**Direction A**
From the entries below, pull out every line that contains the word "wheel" and copy each one.

Para  is a village, with a police station, in the Para CD block in the Raghunathpur subdivision of the Purulia district in West Bengal, India.

Geography

Location
Para is located at .

Area overview
Purulia district forms the lowest step of the Chota Nagpur Plateau. The general scenario is undulating land with scattered hills. Raghunathpur subdivision occupies the northern part of the district. 83.80% of the population of the subdivision lives in rural areas. However, there are pockets of urbanization and 16.20% of the population lives in urban areas. There are 14 census towns in the subdivision. It is presented in the map given alongside. There is a coal mining area around Parbelia and two thermal power plants are there – the 500 MW Santaldih Thermal Power Station and the 1200 MW Raghunathpur Thermal Power Station. The subdivision has a rich heritage of old temples, some of them belonging to the 11th century or earlier. The Banda Deul is a monument of national importance. The comparatively more recent in historical terms, Panchkot Raj has interesting and intriguing remains in the area.

Note: The map alongside presents some of the notable locations in the subdivision. All places marked in the map are linked in the larger full screen map.

Demographics
According to the 2011 Census of India Para had a total population of 9,697 of which 5,031 (52%) were males and 4,666 (48%) were females. There were 1,158 persons in the age range of 0–6 years. The total number of literate persons in Para was 5,453 (63,86% of the population over 6 years).

Civic administration

Police station
Para police station, along with Santaldih police station, has jurisdiction over the Para CD block. The area covered is 270.59 km2 and the population covered is 200,621.

CD block HQ
The headquarters of the Para CD block are located at Para.

Education
Santaldih College was established in 2008 at Usir, PO Chatarmahul.

**Direction B**
Resume the article on the village of Para, starting right after its last sentence.

**Excerpted data**
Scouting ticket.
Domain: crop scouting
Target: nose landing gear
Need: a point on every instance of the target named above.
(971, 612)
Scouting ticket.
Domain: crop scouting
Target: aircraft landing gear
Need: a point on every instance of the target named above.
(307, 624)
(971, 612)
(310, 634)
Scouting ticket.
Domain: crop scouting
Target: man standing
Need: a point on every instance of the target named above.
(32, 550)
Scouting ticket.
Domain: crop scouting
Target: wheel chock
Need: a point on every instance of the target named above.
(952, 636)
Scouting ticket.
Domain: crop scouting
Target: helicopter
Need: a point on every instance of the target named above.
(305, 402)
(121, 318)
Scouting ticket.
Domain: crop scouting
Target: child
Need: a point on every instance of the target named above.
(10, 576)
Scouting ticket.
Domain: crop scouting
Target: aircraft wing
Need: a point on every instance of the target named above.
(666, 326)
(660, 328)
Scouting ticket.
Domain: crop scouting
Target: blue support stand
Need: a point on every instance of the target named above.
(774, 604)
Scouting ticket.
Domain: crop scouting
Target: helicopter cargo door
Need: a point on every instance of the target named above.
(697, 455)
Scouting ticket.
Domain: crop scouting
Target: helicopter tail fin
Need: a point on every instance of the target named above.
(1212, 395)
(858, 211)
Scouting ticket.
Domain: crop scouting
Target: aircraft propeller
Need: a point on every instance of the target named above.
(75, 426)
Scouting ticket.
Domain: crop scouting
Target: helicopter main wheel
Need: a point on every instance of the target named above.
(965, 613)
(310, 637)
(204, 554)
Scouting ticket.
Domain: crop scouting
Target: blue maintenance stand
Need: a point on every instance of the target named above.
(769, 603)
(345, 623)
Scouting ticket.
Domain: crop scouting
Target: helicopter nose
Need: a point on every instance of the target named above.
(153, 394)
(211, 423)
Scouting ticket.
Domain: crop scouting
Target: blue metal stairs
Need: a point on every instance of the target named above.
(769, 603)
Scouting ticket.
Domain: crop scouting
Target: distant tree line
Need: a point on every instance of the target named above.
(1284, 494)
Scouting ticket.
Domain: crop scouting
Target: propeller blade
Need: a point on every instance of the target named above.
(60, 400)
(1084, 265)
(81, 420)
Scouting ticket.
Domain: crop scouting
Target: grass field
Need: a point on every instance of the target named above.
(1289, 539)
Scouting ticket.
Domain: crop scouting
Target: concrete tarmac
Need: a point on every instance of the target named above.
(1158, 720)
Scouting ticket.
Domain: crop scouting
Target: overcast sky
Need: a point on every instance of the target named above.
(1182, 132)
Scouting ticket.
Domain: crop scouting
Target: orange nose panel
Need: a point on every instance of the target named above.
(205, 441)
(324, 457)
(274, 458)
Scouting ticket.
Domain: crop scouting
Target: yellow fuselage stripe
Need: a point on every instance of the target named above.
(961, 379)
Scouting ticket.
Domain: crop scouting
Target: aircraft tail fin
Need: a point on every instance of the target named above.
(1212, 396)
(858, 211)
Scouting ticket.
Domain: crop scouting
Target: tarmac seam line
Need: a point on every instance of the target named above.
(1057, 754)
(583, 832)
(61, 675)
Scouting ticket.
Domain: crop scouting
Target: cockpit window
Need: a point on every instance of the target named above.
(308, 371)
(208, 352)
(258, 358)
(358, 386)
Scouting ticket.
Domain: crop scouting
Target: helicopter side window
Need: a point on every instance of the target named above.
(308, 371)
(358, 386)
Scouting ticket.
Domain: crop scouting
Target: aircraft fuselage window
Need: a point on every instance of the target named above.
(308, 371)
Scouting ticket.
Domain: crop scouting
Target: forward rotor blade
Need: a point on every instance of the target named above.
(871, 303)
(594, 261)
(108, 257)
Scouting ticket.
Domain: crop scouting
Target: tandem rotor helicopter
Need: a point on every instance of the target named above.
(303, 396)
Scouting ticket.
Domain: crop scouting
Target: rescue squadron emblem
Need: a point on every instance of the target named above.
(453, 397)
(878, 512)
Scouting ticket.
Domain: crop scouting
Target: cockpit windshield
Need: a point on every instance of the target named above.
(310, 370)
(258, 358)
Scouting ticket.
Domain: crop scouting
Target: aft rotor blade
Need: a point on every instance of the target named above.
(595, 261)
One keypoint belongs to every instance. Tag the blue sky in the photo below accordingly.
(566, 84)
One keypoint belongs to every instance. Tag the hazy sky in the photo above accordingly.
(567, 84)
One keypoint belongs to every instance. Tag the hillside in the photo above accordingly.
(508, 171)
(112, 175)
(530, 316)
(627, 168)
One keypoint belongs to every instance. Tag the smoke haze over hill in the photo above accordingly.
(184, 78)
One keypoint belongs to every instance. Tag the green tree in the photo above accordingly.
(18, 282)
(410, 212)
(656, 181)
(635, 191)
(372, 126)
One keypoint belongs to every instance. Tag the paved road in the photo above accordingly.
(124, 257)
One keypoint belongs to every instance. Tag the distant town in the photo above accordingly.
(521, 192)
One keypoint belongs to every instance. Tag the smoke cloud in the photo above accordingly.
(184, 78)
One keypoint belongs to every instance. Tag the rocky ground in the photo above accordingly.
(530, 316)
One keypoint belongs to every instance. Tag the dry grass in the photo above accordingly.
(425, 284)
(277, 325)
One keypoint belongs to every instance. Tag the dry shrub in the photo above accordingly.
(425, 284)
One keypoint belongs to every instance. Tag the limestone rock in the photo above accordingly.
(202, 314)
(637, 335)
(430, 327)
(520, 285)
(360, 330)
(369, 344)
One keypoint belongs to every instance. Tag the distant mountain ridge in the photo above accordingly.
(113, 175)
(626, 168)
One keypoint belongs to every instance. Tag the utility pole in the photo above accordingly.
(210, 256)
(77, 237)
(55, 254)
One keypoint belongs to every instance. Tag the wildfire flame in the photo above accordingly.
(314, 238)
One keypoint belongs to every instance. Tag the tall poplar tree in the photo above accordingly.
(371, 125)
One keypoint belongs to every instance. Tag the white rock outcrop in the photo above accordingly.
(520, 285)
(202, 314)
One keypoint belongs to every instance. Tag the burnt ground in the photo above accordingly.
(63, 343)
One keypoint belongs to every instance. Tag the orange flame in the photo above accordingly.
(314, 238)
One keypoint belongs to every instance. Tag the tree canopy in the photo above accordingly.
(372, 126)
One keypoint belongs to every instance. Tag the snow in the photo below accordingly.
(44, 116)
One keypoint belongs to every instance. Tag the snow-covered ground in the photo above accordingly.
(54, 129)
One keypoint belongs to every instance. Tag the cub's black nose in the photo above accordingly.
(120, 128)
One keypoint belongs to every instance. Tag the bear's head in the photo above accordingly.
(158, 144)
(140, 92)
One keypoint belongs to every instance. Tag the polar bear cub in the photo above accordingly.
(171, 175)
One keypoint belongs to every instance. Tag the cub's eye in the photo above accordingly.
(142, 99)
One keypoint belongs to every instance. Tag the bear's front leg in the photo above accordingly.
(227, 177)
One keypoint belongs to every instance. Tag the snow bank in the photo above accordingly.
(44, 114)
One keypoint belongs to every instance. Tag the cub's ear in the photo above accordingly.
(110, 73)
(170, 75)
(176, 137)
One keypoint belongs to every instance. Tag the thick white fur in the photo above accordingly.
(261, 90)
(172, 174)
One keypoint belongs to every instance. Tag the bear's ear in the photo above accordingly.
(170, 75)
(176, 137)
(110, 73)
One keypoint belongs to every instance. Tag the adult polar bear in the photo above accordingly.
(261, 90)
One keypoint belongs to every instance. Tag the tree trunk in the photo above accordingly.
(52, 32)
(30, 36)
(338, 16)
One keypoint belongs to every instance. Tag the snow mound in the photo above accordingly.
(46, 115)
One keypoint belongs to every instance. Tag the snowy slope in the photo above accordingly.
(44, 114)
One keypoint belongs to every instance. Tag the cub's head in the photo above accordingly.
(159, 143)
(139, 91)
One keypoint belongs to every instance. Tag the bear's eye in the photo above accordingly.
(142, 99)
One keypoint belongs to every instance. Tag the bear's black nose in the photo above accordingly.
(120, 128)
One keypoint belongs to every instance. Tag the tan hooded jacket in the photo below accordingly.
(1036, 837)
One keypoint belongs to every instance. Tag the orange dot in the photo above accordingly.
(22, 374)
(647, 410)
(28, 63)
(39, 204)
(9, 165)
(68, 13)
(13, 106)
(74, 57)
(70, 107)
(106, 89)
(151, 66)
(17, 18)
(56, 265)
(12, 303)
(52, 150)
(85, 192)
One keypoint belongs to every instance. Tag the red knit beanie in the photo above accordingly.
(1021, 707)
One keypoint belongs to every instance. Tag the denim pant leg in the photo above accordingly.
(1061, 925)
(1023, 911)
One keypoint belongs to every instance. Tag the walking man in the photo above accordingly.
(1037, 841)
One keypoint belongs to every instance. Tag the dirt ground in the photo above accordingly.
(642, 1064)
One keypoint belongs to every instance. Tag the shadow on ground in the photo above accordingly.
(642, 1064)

**Reply A**
Target: wheel chock
Target: helicopter main wheel

**Reply B**
Para Shib Narayan High School is a Bengali-medium coeducational institution established in 1916. It has facilities for teaching from class V to class XII. It has a play ground and 2,500 books in the library.

Culture
Para was probably capital of the Panchkot Raj at some point of time. It may also have been associated with some other royal establishment. However, what remains of its royal connections are three dilapidated temples (all the three are deuls), one built of bricks, another built of stone and third one built of bricks and stone. Scholars date the brick temple as belonging to 10th-11th century. The stone temple, standing nearby, probably predates the brick temple. In the stone temple one can still see some of the intricate designs. It has a lot of similarity with another remarkable temple, located nearby, at Banda. There is an 11th-century rekha deul at Banda.

Numerous statues related to Jainism and Hinduism have been found at Haraktor.

Rekha deul
David J. McCutchion says that the pre-dominant traditional architectural style for temples in the western areas of Bengal in the pre-Muslim period is the tall curvilinear rekha deul and it went on developing from the late 7th century or early 8th century to around the 12th century, increasing its complexity and height but retaining its basic features. Such temples had “curvilinear shikhara with chaitya mesh decoration, surmounted by a large amalaka and kalasa finial. Examples of such dilapidated deulas are still standing at Satdeula (in Bardhaman), Bahulara and Sonatapal (in Bankura) and Deulghat (in Purulia).  On the brick deulas already mentioned here, plus Jatar (in 24 Parganas) and Para (in Purulia), “we find extensive and remarkably fine stucco work on carved brick”.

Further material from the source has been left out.